— Start of Selected text —
Re: [PATCH] fs: Make /proc/sys inodes be owned by global root.

From: Luis Chamberlain
Date: Mon Nov 26 2018 - 20:16:37 EST


On Mon, Nov 26, 2018 at 06:26:07PM +0100, Radoslaw Burny wrote:
> Due to a recent commit (d151ddc00498 - fs: Update i_[ug]id_(read|write)
> to translate relative to s_user_ns),

Recent? This is commit is from 2014 and present upstream since v4.8.
And the commit ID you mentioned in your commit log seems to be
incorrect. I get:

81754357770ebd900801231e7bc8d151ddc00498a fs: Update i_[ug]id_(read|write) to translate relative to s_user_ns

> inodes under /proc/sys have -1
> written to their i_uid/i_gid members if a containing userns does not
> have entries for root in the uid/gid_map.

Thanks for the description of how to run into the issue described but
is there also a practical use case today where this is happening? I ask
as it would be good to know the severity of the issue in the real world
today.

> This wouldn't normally matter, because these values are not used for
> access checks. However, a later change (0bd23d09b874 - Don't modify
> inodes with a uid or gid unknown to the vfs) changes the kernel to
> prevent opens for write if the i_uid/i_gid field in the inode is -1,
> even if the /proc/sys-specific access checks would otherwise pass.
>
> This causes a problem: in a userns without root mapping, even the
> namespace creator cannot write to e.g. /proc/sys/kernel/shmmax.
> This change fixes the problem by overriding i_uid/i_gid back to
> GLOBAL_ROOT_UID/GID.

We really need Seth and Eric to provide guidance here as they were
the ones devising this long ago, but to me your solution seems backward.
— End of Selected text —
— Start of Data —
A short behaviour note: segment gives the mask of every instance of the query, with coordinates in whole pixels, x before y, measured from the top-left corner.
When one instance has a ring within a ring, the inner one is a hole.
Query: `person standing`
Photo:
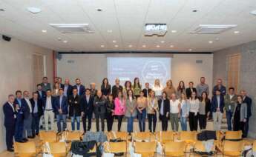
[[[148,130],[151,133],[156,131],[157,126],[157,112],[158,110],[157,98],[155,96],[155,93],[152,90],[150,93],[150,97],[148,101],[147,113],[148,118]],[[152,126],[153,123],[153,126]],[[153,127],[153,128],[152,128]]]
[[[199,99],[197,93],[192,92],[191,97],[188,100],[189,105],[189,127],[191,131],[197,131],[197,113],[199,110]]]
[[[158,108],[160,110],[159,118],[162,121],[162,130],[167,131],[170,113],[170,100],[168,99],[165,92],[162,93],[162,98],[158,100]]]
[[[108,96],[108,102],[107,102],[107,127],[108,131],[112,131],[112,126],[114,122],[114,112],[115,109],[115,105],[113,100],[112,94],[109,94]]]
[[[78,90],[77,88],[73,88],[72,96],[70,96],[68,98],[69,116],[71,118],[71,127],[72,127],[73,131],[76,130],[76,130],[80,130],[80,116],[81,116],[80,103],[81,103],[80,97],[78,95]]]
[[[237,96],[234,112],[234,131],[242,130],[243,138],[245,138],[245,123],[247,120],[247,104],[243,102],[242,96]]]
[[[180,102],[177,99],[176,94],[172,93],[170,100],[170,120],[171,130],[179,131],[179,118],[180,115]]]
[[[122,121],[126,110],[125,98],[124,98],[121,90],[118,92],[117,97],[114,100],[114,104],[115,110],[114,114],[118,120],[117,130],[119,132],[121,130]]]
[[[207,84],[206,84],[206,78],[201,77],[200,78],[200,83],[197,86],[197,96],[200,97],[202,96],[203,92],[206,92],[207,96],[209,95],[209,87]]]
[[[187,118],[189,114],[189,104],[185,93],[181,93],[180,103],[180,125],[183,131],[187,131]]]
[[[91,118],[93,117],[93,98],[94,96],[91,95],[90,89],[87,88],[85,90],[85,96],[82,96],[81,98],[81,116],[84,133],[87,130],[90,131],[91,128]],[[86,128],[87,118],[88,119],[88,128]]]
[[[73,89],[77,90],[78,96],[83,96],[85,93],[85,87],[81,84],[80,78],[76,78],[76,85],[73,87]]]
[[[14,96],[8,96],[8,101],[3,106],[4,114],[4,127],[5,127],[5,143],[7,151],[13,152],[13,136],[15,133],[16,110],[19,106],[14,107]]]
[[[215,95],[212,97],[211,107],[215,131],[220,130],[224,106],[224,98],[220,90],[217,90]]]
[[[140,92],[139,92],[140,93]],[[128,90],[128,98],[126,99],[125,117],[128,119],[127,132],[131,135],[134,132],[134,119],[137,116],[137,101],[131,90]]]
[[[63,89],[59,88],[59,96],[56,97],[56,103],[55,104],[55,110],[57,118],[58,133],[65,131],[67,128],[68,107],[68,98],[65,96],[64,96]]]
[[[203,92],[200,98],[198,120],[200,130],[205,130],[206,128],[206,119],[210,116],[211,101],[208,98],[206,92]]]
[[[191,97],[191,93],[195,92],[197,93],[197,89],[194,87],[194,82],[190,81],[188,83],[188,87],[186,89],[186,94],[187,98]]]
[[[146,108],[148,106],[148,98],[144,97],[142,91],[140,92],[140,97],[137,99],[137,110],[138,113],[139,128],[140,132],[145,132],[145,117],[147,116]]]
[[[32,105],[32,136],[39,134],[40,118],[43,115],[42,100],[39,98],[37,92],[33,93],[33,98],[30,99]]]
[[[247,96],[246,90],[241,90],[241,95],[243,97],[243,102],[246,103],[247,104],[247,119],[245,122],[245,131],[244,131],[244,137],[247,137],[248,131],[249,131],[249,121],[250,117],[252,116],[252,98]]]
[[[107,99],[104,98],[102,96],[102,93],[100,90],[98,90],[97,96],[95,96],[93,101],[93,107],[94,107],[94,113],[95,113],[95,118],[96,118],[96,128],[97,131],[99,131],[99,118],[102,124],[102,131],[104,132],[105,129],[105,114],[106,113],[106,103]]]
[[[226,94],[224,97],[224,104],[226,110],[226,117],[228,124],[228,130],[232,130],[232,116],[234,110],[234,106],[237,101],[237,96],[234,94],[234,88],[229,87],[229,93]]]
[[[117,97],[119,91],[122,91],[122,86],[120,85],[120,80],[119,78],[116,78],[115,85],[112,87],[114,100]]]

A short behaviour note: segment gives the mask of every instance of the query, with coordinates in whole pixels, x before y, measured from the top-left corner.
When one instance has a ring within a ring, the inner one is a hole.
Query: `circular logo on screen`
[[[154,80],[158,78],[160,82],[166,80],[168,72],[165,66],[161,61],[149,61],[142,67],[142,76],[143,81],[154,84]]]

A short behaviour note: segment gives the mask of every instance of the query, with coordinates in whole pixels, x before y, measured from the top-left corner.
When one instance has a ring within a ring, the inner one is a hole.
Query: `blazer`
[[[81,89],[81,87],[80,87]],[[76,95],[73,96],[71,95],[68,98],[69,104],[69,116],[81,116],[81,104],[80,104],[80,97]]]
[[[100,89],[104,96],[108,96],[111,93],[111,86],[110,84],[107,87],[105,87],[104,84],[102,84]]]
[[[77,89],[77,85],[74,85],[73,89]],[[79,96],[84,95],[85,93],[85,87],[82,84],[80,84],[79,91],[78,91],[77,93]]]
[[[9,102],[5,102],[5,104],[3,106],[5,127],[15,127],[16,112],[15,111],[14,106],[13,106],[13,108],[14,108],[14,111],[13,111],[13,107],[10,106]]]
[[[170,100],[168,98],[166,98],[165,100],[160,98],[158,100],[159,110],[161,110],[163,101],[163,115],[161,115],[160,113],[159,114],[159,118],[160,120],[163,119],[163,116],[166,117],[167,113],[170,113]],[[168,114],[167,117],[169,117],[169,114]]]
[[[62,114],[67,115],[68,114],[68,98],[67,96],[62,96],[62,101],[60,102],[60,96],[56,97],[56,101],[54,105],[54,110],[56,110],[56,114],[59,114],[59,110],[62,108]]]
[[[42,92],[42,96],[39,93],[39,91],[36,91],[37,94],[39,95],[39,99],[43,99],[46,97],[46,92],[44,90],[41,90]]]
[[[193,87],[192,91],[197,93],[197,89]],[[187,96],[188,99],[189,99],[190,97],[191,96],[191,93],[192,93],[192,92],[191,92],[191,90],[190,89],[190,87],[186,89],[186,95]]]
[[[246,96],[243,102],[246,103],[247,104],[247,118],[252,116],[252,98]]]
[[[125,99],[122,99],[123,104],[121,104],[119,98],[116,98],[114,100],[115,110],[114,112],[114,115],[121,116],[125,115],[126,110],[126,101]]]
[[[32,115],[33,114],[33,110],[35,108],[35,101],[34,99],[32,98],[30,99],[30,101],[32,105]],[[37,99],[37,113],[39,114],[39,116],[42,116],[43,115],[43,109],[42,109],[42,106],[43,106],[43,102],[42,99],[38,98]]]
[[[220,112],[223,113],[223,108],[224,108],[224,97],[220,95]],[[211,98],[211,111],[213,113],[217,112],[217,108],[218,104],[217,104],[217,96],[214,96]]]
[[[148,88],[148,92],[147,92],[147,89],[145,89],[145,88],[144,88],[143,90],[142,90],[142,92],[143,92],[143,93],[144,93],[144,96],[145,97],[148,97],[148,96],[148,96],[151,92],[151,88]]]
[[[126,117],[136,117],[137,116],[137,101],[135,98],[133,98],[131,100],[131,102],[129,99],[129,98],[128,98],[126,99],[126,109],[125,109],[125,116]],[[133,110],[134,112],[131,113],[131,110]]]
[[[90,96],[89,101],[86,100],[86,96],[83,96],[80,100],[81,112],[86,114],[92,114],[93,112],[93,97]]]
[[[97,96],[95,96],[93,101],[93,107],[95,114],[104,114],[107,110],[107,99],[103,96],[99,98]]]
[[[235,104],[234,111],[237,109],[237,103]],[[234,116],[234,113],[233,113],[233,117]],[[246,103],[242,103],[241,107],[240,109],[240,121],[243,121],[244,118],[247,118],[247,104]]]

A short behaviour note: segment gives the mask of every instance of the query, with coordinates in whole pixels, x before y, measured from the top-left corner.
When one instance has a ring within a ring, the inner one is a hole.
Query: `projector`
[[[163,36],[167,32],[166,24],[145,24],[145,36]]]

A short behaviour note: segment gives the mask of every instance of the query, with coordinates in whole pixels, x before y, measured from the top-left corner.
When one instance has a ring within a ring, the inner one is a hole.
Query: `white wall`
[[[16,90],[33,89],[32,54],[46,56],[46,71],[49,81],[53,80],[53,54],[50,50],[12,39],[7,42],[0,40],[0,152],[6,149],[5,128],[2,105],[7,101],[7,95],[14,94]]]
[[[72,84],[74,83],[75,78],[80,78],[86,87],[88,87],[91,82],[95,82],[99,87],[102,78],[108,76],[106,56],[109,55],[62,55],[62,59],[57,61],[57,75],[62,78],[69,78]],[[122,54],[116,54],[116,56],[120,56]],[[142,56],[145,56],[145,55]],[[165,54],[163,56],[166,56]],[[173,57],[171,79],[175,87],[180,80],[183,80],[186,85],[190,81],[194,81],[196,85],[199,82],[200,77],[205,76],[211,89],[213,59],[211,54],[174,54],[171,56]],[[197,64],[196,60],[203,60],[203,63]]]

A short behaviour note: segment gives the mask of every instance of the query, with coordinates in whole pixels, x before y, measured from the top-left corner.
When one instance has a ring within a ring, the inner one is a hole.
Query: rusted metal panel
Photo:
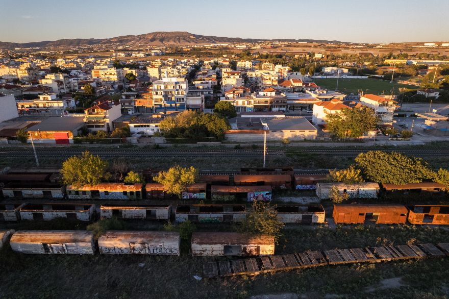
[[[10,241],[13,251],[25,254],[93,254],[93,234],[87,231],[19,231]]]
[[[108,231],[98,244],[104,254],[179,255],[180,242],[175,232]]]

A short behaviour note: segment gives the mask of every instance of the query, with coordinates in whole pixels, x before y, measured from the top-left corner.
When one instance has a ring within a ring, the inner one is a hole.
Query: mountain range
[[[215,43],[236,43],[257,42],[259,41],[290,41],[308,42],[320,43],[347,43],[338,40],[321,39],[259,39],[256,38],[240,38],[239,37],[224,37],[199,35],[186,32],[157,32],[139,35],[123,35],[111,38],[75,38],[73,39],[59,39],[44,40],[26,43],[15,43],[0,41],[0,48],[14,49],[15,48],[50,48],[58,46],[74,46],[88,45],[108,44],[117,43],[121,45],[158,46],[158,45],[193,45]]]

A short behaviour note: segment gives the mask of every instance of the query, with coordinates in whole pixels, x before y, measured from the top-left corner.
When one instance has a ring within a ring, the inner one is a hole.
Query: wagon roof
— End of Data —
* [Written instruction]:
Reproduce the full mailing list reply above, word for word.

* [Answer below]:
Re: [PATCH] fs: Make /proc/sys inodes be owned by global root.

From: Luis Chamberlain
Date: Mon Nov 26 2018 - 20:16:37 EST


On Mon, Nov 26, 2018 at 06:26:07PM +0100, Radoslaw Burny wrote:
> Due to a recent commit (d151ddc00498 - fs: Update i_[ug]id_(read|write)
> to translate relative to s_user_ns),

Recent? This is commit is from 2014 and present upstream since v4.8.
And the commit ID you mentioned in your commit log seems to be
incorrect. I get:

81754357770ebd900801231e7bc8d151ddc00498a fs: Update i_[ug]id_(read|write) to translate relative to s_user_ns

> inodes under /proc/sys have -1
> written to their i_uid/i_gid members if a containing userns does not
> have entries for root in the uid/gid_map.

Thanks for the description of how to run into the issue described but
is there also a practical use case today where this is happening? I ask
as it would be good to know the severity of the issue in the real world
today.

> This wouldn't normally matter, because these values are not used for
> access checks. However, a later change (0bd23d09b874 - Don't modify
> inodes with a uid or gid unknown to the vfs) changes the kernel to
> prevent opens for write if the i_uid/i_gid field in the inode is -1,
> even if the /proc/sys-specific access checks would otherwise pass.
>
> This causes a problem: in a userns without root mapping, even the
> namespace creator cannot write to e.g. /proc/sys/kernel/shmmax.
> This change fixes the problem by overriding i_uid/i_gid back to
> GLOBAL_ROOT_UID/GID.

We really need Seth and Eric to provide guidance here as they were
the ones devising this long ago, but to me your solution seems backward.